Problem details —
Every entry must be repeated exactly. Exclude all pictures.
——
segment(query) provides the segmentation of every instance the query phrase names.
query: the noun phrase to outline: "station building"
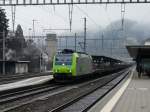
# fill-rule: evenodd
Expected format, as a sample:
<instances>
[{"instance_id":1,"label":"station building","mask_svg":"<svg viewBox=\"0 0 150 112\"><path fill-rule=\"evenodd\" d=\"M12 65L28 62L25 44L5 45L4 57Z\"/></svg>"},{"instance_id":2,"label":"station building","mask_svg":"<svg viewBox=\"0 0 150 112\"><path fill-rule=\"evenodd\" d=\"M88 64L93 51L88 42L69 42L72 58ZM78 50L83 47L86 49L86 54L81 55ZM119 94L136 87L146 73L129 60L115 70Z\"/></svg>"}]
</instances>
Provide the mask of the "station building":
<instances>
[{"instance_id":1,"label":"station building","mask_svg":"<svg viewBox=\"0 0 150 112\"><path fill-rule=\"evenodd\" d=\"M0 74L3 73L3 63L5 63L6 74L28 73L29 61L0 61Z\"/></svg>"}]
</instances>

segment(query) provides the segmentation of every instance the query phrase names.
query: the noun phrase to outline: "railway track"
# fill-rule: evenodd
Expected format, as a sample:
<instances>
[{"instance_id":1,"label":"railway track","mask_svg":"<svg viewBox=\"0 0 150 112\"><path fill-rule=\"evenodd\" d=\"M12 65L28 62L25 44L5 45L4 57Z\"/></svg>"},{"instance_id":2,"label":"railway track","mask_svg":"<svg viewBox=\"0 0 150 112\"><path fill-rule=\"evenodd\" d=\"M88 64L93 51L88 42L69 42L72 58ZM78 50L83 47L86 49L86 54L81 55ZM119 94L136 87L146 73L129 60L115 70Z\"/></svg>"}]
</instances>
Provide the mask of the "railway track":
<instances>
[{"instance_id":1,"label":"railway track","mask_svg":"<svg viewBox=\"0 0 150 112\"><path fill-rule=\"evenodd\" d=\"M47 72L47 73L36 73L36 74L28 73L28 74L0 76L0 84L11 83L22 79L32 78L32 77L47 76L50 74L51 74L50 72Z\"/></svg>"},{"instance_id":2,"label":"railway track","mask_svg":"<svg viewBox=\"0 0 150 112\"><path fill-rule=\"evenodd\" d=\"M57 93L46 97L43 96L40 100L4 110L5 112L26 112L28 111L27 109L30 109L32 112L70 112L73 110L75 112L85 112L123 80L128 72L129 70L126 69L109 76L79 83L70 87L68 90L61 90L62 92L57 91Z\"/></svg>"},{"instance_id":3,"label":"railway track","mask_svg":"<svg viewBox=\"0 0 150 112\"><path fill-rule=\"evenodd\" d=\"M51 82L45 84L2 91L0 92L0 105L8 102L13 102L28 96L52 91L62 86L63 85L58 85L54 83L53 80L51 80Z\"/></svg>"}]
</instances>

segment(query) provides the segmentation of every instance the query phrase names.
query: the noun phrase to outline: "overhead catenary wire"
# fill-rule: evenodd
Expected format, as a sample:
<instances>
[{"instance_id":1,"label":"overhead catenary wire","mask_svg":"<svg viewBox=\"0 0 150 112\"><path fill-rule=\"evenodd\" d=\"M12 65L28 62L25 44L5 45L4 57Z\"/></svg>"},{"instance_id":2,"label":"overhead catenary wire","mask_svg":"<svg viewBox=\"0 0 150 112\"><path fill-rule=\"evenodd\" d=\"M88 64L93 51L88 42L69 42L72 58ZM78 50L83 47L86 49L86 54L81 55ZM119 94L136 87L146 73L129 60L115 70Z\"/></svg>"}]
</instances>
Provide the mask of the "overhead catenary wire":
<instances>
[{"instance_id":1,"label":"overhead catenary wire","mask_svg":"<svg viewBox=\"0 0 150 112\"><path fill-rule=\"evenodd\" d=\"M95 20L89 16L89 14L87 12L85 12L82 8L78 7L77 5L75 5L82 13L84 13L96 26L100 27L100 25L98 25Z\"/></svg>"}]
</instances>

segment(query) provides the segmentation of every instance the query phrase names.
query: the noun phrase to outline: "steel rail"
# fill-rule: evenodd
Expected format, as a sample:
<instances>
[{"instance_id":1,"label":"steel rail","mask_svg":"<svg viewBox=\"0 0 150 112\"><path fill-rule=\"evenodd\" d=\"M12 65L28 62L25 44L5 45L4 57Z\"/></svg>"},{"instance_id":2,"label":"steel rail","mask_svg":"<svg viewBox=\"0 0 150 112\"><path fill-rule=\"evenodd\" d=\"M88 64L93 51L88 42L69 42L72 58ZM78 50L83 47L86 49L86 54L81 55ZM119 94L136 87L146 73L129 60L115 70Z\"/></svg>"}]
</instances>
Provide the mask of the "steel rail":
——
Correct answer —
segment(query) provides the segmentation of every instance the query phrase names.
query: the noun phrase to outline: "station building"
# fill-rule: evenodd
Expected format, as a sample:
<instances>
[{"instance_id":1,"label":"station building","mask_svg":"<svg viewBox=\"0 0 150 112\"><path fill-rule=\"evenodd\" d=\"M12 65L28 62L25 44L5 45L4 57Z\"/></svg>"},{"instance_id":2,"label":"station building","mask_svg":"<svg viewBox=\"0 0 150 112\"><path fill-rule=\"evenodd\" d=\"M88 64L93 51L88 42L69 42L72 58ZM78 50L83 47L86 49L86 54L81 55ZM119 94L136 87L146 73L129 60L115 70Z\"/></svg>"}]
</instances>
Provide the mask of the "station building":
<instances>
[{"instance_id":1,"label":"station building","mask_svg":"<svg viewBox=\"0 0 150 112\"><path fill-rule=\"evenodd\" d=\"M0 74L3 73L3 63L5 63L6 74L28 73L29 61L0 61Z\"/></svg>"}]
</instances>

segment(query) provides the segmentation of every instance the query phrase names.
query: the noun phrase to outline: "railway track"
# fill-rule: evenodd
Expected format, as a sample:
<instances>
[{"instance_id":1,"label":"railway track","mask_svg":"<svg viewBox=\"0 0 150 112\"><path fill-rule=\"evenodd\" d=\"M12 65L28 62L25 44L5 45L4 57Z\"/></svg>"},{"instance_id":2,"label":"railway track","mask_svg":"<svg viewBox=\"0 0 150 112\"><path fill-rule=\"evenodd\" d=\"M88 64L93 51L88 42L69 42L72 58ZM78 50L83 47L86 49L86 54L81 55ZM119 94L136 87L146 73L129 60L115 70Z\"/></svg>"}]
</instances>
Provide the mask of the "railway track":
<instances>
[{"instance_id":1,"label":"railway track","mask_svg":"<svg viewBox=\"0 0 150 112\"><path fill-rule=\"evenodd\" d=\"M47 72L47 73L36 73L36 74L28 73L28 74L0 76L0 84L11 83L22 79L32 78L32 77L47 76L50 74L51 74L50 72Z\"/></svg>"},{"instance_id":2,"label":"railway track","mask_svg":"<svg viewBox=\"0 0 150 112\"><path fill-rule=\"evenodd\" d=\"M57 93L46 97L43 96L40 100L4 110L5 112L26 112L28 111L27 109L30 109L32 112L70 112L73 110L75 112L85 112L123 80L128 72L129 70L126 69L109 76L79 83L70 87L68 90L61 90L62 92L57 91Z\"/></svg>"},{"instance_id":3,"label":"railway track","mask_svg":"<svg viewBox=\"0 0 150 112\"><path fill-rule=\"evenodd\" d=\"M51 82L45 84L2 91L0 92L0 105L8 102L13 102L28 96L52 91L62 86L63 85L58 85L54 83L53 80L51 80Z\"/></svg>"}]
</instances>

segment(query) provides the segmentation of every instance the query phrase names.
query: the noun phrase to outline: "overhead catenary wire"
# fill-rule: evenodd
Expected format, as a sample:
<instances>
[{"instance_id":1,"label":"overhead catenary wire","mask_svg":"<svg viewBox=\"0 0 150 112\"><path fill-rule=\"evenodd\" d=\"M12 65L28 62L25 44L5 45L4 57Z\"/></svg>"},{"instance_id":2,"label":"overhead catenary wire","mask_svg":"<svg viewBox=\"0 0 150 112\"><path fill-rule=\"evenodd\" d=\"M88 64L93 51L88 42L69 42L72 58ZM78 50L83 47L86 49L86 54L81 55ZM119 94L136 87L146 73L129 60L115 70Z\"/></svg>"}]
</instances>
Provide the mask of the "overhead catenary wire":
<instances>
[{"instance_id":1,"label":"overhead catenary wire","mask_svg":"<svg viewBox=\"0 0 150 112\"><path fill-rule=\"evenodd\" d=\"M95 20L89 16L89 14L87 12L85 12L82 8L78 7L77 5L75 5L82 13L84 13L96 26L100 27L100 25L98 25Z\"/></svg>"}]
</instances>

segment(query) provides the segmentation of every instance the query phrase names.
query: the noun phrase to outline: "steel rail"
# fill-rule: evenodd
Expected format, as a sample:
<instances>
[{"instance_id":1,"label":"steel rail","mask_svg":"<svg viewBox=\"0 0 150 112\"><path fill-rule=\"evenodd\" d=\"M12 65L28 62L25 44L5 45L4 57Z\"/></svg>"},{"instance_id":2,"label":"steel rail","mask_svg":"<svg viewBox=\"0 0 150 112\"><path fill-rule=\"evenodd\" d=\"M88 64L93 51L88 42L69 42L72 58ZM78 50L83 47L86 49L86 54L81 55ZM119 94L136 87L146 73L129 60L115 70Z\"/></svg>"}]
</instances>
Provide the mask of the "steel rail":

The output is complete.